## [PAGE EXTRACT]
It is also difficult to find a one-size-fits-all approach to the different types of collisions that occur on the field. Generally, there are two different forces at play in a football hit. A linear force is applied in a straight-line to the head, often causing it obvious trauma. These types of hits would crack the eggshell. They are easy to observe and rule out of the game entirely. However, a rotational force occurs more frequently in sports and especially football. This force is applied angularly and causes twisting and stretching. This is the type of force that causes a concussion. For most of football, helmets have been designed to account for linear forces, keeping the shell from breaking. However, new technologies being developed are currently seeking to address the rotational force, keeping the yolk from being affected at all.

Engineering a Solution

Vicis, a Seattle based company, is engineering its helmets to be more flexible. The Zero1 is designed to bring about a reduction of the rotational force applied in these hits. Using ideas from the automotive industry, where the force of the impact needs to be distributed to keep the car from crumpling, Vicis uses multiple layers of protection in its helmets. The outer shell is made out of a flexible plastic followed by a layer of hundreds of columns made of polymer to absorb the shock. As Vicis CEO Dave Marver explains, when a hit occurs, the force transfers to these columns and “transform from an ‘I’ shape to a ‘C,’ and then snap back into place in milliseconds.” According to Vicis, by the time the force from the hits passes through these layers to the players head it has been significantly reduced from 20-50 percent compared to other leading helmets.

Another technology called Multi-Directional Impact Protection System (MIPS) is currently being developed and implemented by helmet makers across many industries. MIPS can be identified by the yellow color of its molded plastic layer. This layer is attached to the padding of the helmet via omnidirectional plastic straps. When a rotational impact occurs, these straps allow the two layers to rotate independently of one another, essentially “allowing the head to float.” During this “floating” period, the rotational force lessens significantly before it reaches the brain. MIPS began with the intent of becoming a helmet manufacturer but then developed the technology so that it could be retrofitted into existing helmets by other manufacturers and have a greater impact. Self-described as an “ingredient supplier,” MIPS technology is being utilized by motorsports, cycling, and snow sports and is developing its technology for the military, police, and rescue services. Since it has passed through so many industries, MIPS believes it can be used by the manufacturers of football helmets as well, although much more research has to be done.

## [DATA EXTRACT]
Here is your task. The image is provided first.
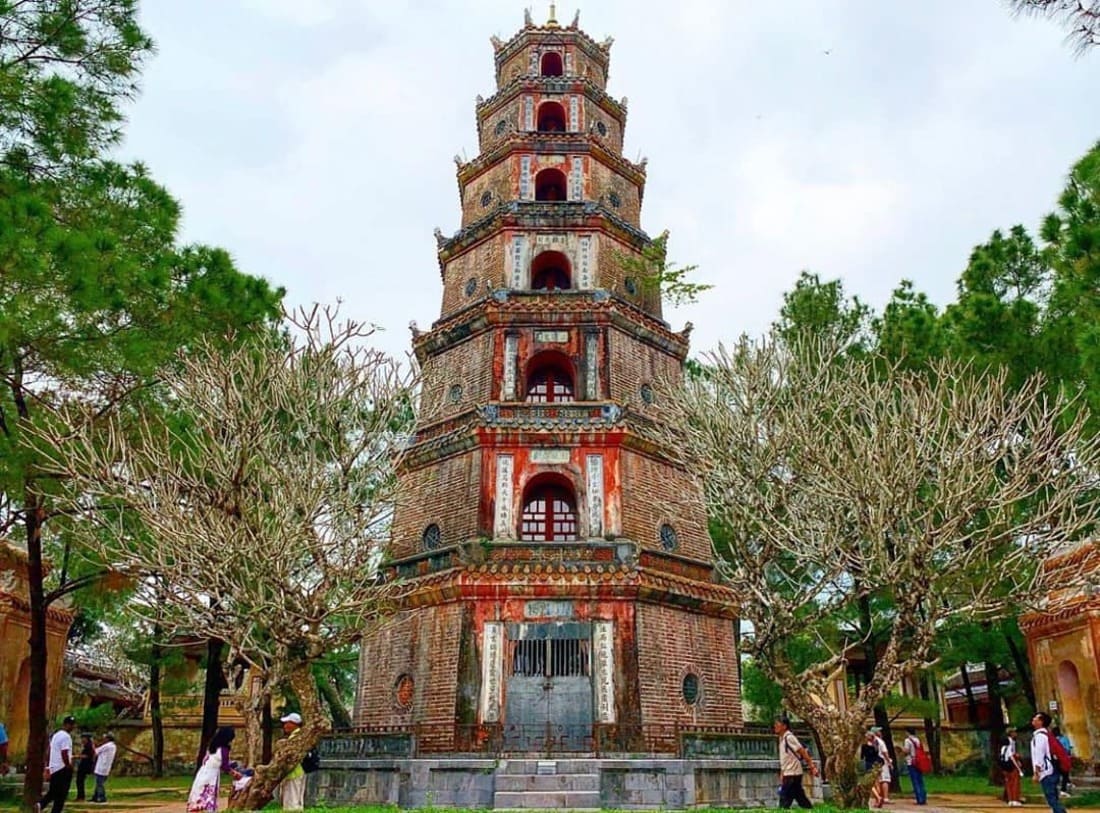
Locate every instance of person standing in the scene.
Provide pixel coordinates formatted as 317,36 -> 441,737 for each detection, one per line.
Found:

---

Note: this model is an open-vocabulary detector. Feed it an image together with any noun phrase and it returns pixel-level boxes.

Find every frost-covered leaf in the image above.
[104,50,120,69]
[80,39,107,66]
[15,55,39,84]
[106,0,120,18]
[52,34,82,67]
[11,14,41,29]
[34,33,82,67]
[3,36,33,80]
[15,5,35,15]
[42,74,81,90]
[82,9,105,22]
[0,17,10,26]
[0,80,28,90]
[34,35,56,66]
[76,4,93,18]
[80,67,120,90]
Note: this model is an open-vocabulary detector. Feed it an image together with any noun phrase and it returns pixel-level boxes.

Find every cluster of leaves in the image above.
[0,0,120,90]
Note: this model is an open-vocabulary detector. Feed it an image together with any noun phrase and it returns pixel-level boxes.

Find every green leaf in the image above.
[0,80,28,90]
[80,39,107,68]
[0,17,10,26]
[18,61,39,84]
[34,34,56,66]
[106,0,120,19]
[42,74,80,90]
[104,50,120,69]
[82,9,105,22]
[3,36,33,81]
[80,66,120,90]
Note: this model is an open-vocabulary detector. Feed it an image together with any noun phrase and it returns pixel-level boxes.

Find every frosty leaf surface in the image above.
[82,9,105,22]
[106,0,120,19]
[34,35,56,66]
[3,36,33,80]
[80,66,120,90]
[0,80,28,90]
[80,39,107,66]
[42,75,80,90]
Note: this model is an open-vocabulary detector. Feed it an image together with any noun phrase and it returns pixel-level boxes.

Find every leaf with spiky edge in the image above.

--

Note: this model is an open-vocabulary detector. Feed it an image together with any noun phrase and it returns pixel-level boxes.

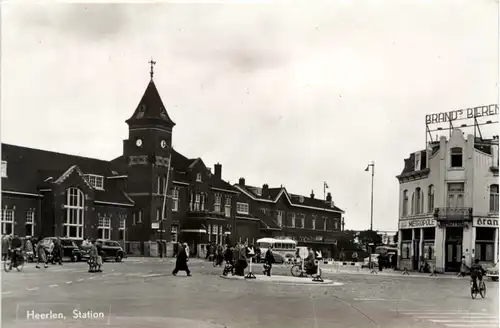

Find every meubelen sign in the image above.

## [PROMPT A]
From the football helmet passage, copy the part running from "Engineering a Solution" to "other leading helmets.".
## [PROMPT B]
List every field that the football helmet passage names as already using MIPS technology.

## [RESPONSE BOX A]
Engineering a Solution

Vicis, a Seattle based company, is engineering its helmets to be more flexible. The Zero1 is designed to bring about a reduction of the rotational force applied in these hits. Using ideas from the automotive industry, where the force of the impact needs to be distributed to keep the car from crumpling, Vicis uses multiple layers of protection in its helmets. The outer shell is made out of a flexible plastic followed by a layer of hundreds of columns made of polymer to absorb the shock. As Vicis CEO Dave Marver explains, when a hit occurs, the force transfers to these columns and “transform from an ‘I’ shape to a ‘C,’ and then snap back into place in milliseconds.” According to Vicis, by the time the force from the hits passes through these layers to the players head it has been significantly reduced from 20-50 percent compared to other leading helmets.

## [RESPONSE BOX B]
Motorsports, cycling, snow sports